• Exercise a: Between "Implementation Plan –" and "the implementation plan.", inclusive, reproduce the implementation plan comments with "Texas RE" replaced by "The commenter".

• Selected text:
▶
Implementation Plan – Effective Date sectionn

  • There is a missing delimiter (“) around System Operating Limit (shows “System Voltage Limit” and System Operating Limit” but should be “System Voltage Limit” and “System Operating Limit”).

 

Implementation Plan - Prior Implementation Plans section:

  • PRC-005-3 is referenced and it seems that it should reference PRC-005-6.
  • Texas RE recommends noting that there have been changes to the language of FAC-003-5 to include the TP as an entity that can designate a line and also uses the language “identified the line in Applicability under 4.2” instead of “designates the line as being an element of an IROL”.  Texas RE agrees this change should not significantly modify the application of the implementation plan.
  • For FAC-003-5 “Newly Designated Lines” - There seems to be some ambiguity about what happens to the lines newly designated under FAC-003-4 Applicability Section 4.2 language in the last year of applicability for FAC-003-4.  Do those lines receive an additional year of non-applicability because the new version of the Standard is being applied?
  • For PRC-002-3, “TO” and “RC” should be spelled out to be consistent.
◀
• Data section:
▶
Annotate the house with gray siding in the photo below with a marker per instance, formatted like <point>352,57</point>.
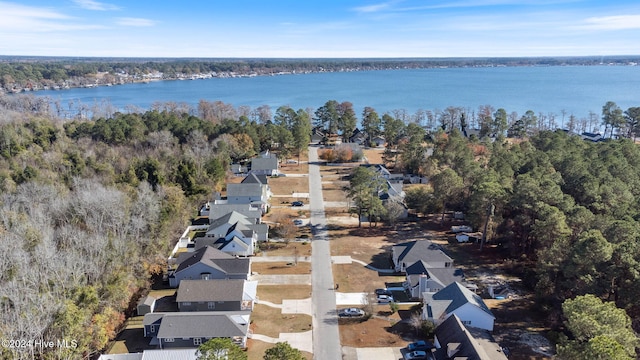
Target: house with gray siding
<point>457,299</point>
<point>191,329</point>
<point>406,254</point>
<point>208,263</point>
<point>265,164</point>
<point>216,295</point>
<point>454,340</point>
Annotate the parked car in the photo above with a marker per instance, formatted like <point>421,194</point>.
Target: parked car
<point>351,312</point>
<point>383,292</point>
<point>414,355</point>
<point>420,346</point>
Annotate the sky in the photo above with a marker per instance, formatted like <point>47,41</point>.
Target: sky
<point>319,28</point>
◀
• Exercise b: Copy the listing above from its start through the line holding "<point>420,346</point>", inclusive. Omit the pictures.

• Worked answer a:
Implementation Plan – Effective Date sectionn

  • There is a missing delimiter (“) around System Operating Limit (shows “System Voltage Limit” and System Operating Limit” but should be “System Voltage Limit” and “System Operating Limit”).

 

Implementation Plan - Prior Implementation Plans section:

  • PRC-005-3 is referenced and it seems that it should reference PRC-005-6.
  • The commenter recommends noting that there have been changes to the language of FAC-003-5 to include the TP as an entity that can designate a line and also uses the language “identified the line in Applicability under 4.2” instead of “designates the line as being an element of an IROL”.  The commenter agrees this change should not significantly modify the application of the implementation plan.

• Worked answer b:
Annotate the house with gray siding in the photo below with a marker per instance, formatted like <point>352,57</point>.
Target: house with gray siding
<point>457,299</point>
<point>191,329</point>
<point>406,254</point>
<point>208,263</point>
<point>265,164</point>
<point>216,295</point>
<point>454,340</point>
Annotate the parked car in the photo above with a marker per instance, formatted like <point>421,194</point>.
Target: parked car
<point>351,312</point>
<point>383,292</point>
<point>414,355</point>
<point>420,346</point>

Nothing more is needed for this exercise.